[Description of the task] In the data that follows, count each line holding the string "gray"; answer with the number only.

[Provided data]
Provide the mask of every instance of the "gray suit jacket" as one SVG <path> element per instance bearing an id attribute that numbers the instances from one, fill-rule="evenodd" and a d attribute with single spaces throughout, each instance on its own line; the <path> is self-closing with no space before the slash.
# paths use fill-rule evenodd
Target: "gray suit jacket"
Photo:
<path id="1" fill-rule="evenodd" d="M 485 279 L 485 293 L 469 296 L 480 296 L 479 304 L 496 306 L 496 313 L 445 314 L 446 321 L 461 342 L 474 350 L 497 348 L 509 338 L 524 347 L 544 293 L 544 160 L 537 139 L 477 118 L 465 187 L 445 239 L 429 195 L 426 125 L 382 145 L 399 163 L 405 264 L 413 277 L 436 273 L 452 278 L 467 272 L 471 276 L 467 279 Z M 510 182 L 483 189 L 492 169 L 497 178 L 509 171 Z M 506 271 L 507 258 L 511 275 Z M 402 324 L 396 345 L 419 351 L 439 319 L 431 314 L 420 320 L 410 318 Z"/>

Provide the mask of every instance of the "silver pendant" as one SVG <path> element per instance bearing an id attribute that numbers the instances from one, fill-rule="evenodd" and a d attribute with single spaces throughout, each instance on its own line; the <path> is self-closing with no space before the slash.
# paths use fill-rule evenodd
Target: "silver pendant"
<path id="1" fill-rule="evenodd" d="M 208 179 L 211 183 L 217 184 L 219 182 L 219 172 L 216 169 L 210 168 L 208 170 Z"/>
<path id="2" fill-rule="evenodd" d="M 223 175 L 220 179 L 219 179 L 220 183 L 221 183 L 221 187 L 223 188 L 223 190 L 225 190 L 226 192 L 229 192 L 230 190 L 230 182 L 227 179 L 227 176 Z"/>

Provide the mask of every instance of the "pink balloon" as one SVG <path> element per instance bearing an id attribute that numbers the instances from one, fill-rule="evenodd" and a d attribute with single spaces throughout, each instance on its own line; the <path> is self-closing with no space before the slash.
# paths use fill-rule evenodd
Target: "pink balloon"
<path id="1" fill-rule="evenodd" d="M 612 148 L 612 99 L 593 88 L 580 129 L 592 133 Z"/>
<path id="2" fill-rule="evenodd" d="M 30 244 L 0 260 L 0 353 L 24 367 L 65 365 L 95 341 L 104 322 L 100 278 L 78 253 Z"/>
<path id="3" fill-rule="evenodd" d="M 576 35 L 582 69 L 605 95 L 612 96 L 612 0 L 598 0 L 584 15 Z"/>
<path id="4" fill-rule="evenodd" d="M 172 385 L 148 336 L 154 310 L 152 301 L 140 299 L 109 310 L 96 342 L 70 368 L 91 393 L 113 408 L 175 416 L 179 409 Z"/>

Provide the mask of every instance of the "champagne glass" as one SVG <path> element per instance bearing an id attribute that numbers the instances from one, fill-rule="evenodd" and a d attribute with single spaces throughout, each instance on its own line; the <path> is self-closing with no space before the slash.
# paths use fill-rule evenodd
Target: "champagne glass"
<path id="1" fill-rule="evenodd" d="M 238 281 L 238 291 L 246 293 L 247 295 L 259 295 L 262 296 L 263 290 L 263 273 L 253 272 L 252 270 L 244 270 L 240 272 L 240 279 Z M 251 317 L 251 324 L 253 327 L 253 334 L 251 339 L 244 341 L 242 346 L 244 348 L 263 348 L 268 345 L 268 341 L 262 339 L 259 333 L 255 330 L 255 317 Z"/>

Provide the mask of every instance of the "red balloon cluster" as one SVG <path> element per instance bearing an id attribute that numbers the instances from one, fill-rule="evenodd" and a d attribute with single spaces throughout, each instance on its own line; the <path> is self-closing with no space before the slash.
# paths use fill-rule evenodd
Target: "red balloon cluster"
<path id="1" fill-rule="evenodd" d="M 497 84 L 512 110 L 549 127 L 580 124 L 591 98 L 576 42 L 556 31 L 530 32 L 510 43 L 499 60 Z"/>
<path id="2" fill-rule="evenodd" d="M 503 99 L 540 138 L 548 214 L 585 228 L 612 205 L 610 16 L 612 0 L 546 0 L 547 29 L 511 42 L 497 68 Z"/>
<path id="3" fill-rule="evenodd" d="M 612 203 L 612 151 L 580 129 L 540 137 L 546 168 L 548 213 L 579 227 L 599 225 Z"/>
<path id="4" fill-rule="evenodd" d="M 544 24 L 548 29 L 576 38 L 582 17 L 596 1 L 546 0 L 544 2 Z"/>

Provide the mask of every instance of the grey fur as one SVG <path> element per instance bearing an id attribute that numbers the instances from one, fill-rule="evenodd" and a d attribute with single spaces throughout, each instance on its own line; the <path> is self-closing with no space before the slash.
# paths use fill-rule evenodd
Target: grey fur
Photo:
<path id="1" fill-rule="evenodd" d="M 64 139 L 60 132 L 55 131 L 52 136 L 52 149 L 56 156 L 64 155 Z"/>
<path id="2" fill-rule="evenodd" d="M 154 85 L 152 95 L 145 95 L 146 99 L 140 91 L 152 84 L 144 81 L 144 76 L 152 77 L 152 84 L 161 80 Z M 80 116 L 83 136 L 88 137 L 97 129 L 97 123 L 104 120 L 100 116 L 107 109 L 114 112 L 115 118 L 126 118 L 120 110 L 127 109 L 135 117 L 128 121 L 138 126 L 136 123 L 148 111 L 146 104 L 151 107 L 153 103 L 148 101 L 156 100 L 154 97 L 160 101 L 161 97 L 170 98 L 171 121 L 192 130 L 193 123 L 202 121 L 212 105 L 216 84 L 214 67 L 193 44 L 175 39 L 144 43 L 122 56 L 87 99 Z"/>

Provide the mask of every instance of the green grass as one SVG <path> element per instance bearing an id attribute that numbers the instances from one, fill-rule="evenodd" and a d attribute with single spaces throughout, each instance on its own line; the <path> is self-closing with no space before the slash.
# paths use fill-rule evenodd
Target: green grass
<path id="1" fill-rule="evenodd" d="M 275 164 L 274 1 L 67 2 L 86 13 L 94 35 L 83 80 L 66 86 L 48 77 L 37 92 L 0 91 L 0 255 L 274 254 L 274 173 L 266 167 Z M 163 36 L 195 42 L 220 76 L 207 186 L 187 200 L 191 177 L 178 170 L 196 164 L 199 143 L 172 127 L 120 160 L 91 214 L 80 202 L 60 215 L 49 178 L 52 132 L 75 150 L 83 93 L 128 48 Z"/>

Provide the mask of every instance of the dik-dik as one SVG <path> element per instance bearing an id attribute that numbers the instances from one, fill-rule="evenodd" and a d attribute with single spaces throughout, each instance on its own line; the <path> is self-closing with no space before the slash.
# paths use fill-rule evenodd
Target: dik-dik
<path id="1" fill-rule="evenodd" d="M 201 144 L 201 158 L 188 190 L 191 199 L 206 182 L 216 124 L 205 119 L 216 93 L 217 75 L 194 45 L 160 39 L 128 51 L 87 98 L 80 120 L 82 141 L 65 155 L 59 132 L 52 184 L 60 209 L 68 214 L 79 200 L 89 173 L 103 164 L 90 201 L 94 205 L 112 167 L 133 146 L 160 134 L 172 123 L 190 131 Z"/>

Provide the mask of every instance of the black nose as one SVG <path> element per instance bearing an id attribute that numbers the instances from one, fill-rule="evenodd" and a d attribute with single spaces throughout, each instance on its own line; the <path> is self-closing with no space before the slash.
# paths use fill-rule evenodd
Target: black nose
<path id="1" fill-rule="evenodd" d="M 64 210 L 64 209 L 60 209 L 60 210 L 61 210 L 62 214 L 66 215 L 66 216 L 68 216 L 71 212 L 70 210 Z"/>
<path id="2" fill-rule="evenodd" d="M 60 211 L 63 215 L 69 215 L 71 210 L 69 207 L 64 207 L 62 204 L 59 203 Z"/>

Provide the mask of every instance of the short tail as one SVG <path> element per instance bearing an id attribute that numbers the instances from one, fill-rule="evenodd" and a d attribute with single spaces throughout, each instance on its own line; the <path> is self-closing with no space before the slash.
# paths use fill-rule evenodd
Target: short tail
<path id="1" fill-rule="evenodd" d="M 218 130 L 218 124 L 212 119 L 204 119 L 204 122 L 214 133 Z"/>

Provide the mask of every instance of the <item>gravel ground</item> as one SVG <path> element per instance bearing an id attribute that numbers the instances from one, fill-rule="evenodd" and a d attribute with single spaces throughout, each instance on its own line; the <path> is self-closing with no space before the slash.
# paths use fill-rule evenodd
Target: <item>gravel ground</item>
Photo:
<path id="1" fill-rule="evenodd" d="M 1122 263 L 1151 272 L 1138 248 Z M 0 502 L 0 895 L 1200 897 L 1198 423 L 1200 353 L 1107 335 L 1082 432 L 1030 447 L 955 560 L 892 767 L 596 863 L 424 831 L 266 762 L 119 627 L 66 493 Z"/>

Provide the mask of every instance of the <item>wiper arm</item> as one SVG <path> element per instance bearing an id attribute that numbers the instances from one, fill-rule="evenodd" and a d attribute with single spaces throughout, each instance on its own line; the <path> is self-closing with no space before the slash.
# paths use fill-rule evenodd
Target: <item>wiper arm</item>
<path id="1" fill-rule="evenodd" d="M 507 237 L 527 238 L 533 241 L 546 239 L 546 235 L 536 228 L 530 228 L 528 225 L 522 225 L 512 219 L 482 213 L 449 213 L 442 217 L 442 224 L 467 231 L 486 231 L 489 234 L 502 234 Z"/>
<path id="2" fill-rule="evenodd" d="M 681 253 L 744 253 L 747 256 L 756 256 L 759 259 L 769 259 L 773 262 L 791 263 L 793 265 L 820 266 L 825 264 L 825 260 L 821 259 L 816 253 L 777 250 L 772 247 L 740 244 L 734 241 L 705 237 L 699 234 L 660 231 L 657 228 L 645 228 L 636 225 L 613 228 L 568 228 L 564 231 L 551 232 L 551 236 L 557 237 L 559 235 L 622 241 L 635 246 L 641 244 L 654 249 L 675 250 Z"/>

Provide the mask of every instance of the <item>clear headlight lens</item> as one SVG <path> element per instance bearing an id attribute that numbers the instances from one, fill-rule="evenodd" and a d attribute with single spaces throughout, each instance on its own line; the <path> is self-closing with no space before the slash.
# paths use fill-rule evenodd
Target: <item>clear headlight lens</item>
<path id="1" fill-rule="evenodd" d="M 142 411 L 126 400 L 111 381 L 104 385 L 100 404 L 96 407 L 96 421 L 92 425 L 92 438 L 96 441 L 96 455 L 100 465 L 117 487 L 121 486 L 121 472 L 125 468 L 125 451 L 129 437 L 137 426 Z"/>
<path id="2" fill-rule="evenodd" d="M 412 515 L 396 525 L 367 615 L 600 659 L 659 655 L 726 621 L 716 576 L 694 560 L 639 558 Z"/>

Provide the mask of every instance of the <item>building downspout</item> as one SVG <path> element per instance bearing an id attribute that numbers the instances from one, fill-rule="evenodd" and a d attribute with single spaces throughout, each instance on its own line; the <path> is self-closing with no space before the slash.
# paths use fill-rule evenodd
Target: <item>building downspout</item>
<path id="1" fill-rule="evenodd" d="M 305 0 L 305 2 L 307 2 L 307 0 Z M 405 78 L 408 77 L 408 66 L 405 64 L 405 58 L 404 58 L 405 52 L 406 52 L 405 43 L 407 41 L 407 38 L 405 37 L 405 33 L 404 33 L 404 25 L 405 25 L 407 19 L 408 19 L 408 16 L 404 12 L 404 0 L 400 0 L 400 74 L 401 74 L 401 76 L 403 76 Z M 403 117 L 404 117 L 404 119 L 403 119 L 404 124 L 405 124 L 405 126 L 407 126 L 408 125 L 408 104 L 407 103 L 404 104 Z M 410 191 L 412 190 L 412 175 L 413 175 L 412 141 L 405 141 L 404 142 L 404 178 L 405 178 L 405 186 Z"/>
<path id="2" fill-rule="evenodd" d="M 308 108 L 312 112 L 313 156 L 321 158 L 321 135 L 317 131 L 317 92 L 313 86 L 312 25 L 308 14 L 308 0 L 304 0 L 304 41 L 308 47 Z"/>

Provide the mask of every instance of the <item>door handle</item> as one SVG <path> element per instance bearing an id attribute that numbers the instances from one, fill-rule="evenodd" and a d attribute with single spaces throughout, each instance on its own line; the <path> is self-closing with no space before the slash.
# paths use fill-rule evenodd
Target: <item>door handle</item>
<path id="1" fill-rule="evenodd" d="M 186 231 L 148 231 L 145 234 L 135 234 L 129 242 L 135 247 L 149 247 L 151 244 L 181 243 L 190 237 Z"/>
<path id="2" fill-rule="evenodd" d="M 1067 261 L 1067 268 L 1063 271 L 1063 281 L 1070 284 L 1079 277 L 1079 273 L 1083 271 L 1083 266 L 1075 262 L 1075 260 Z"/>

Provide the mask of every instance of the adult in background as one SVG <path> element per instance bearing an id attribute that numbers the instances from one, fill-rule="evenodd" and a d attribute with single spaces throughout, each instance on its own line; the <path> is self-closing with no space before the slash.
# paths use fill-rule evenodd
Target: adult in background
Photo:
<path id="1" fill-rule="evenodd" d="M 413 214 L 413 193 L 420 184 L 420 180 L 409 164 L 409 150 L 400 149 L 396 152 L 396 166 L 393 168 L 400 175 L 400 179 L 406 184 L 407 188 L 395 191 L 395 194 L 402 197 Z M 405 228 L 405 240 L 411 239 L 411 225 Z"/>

[Written answer] 2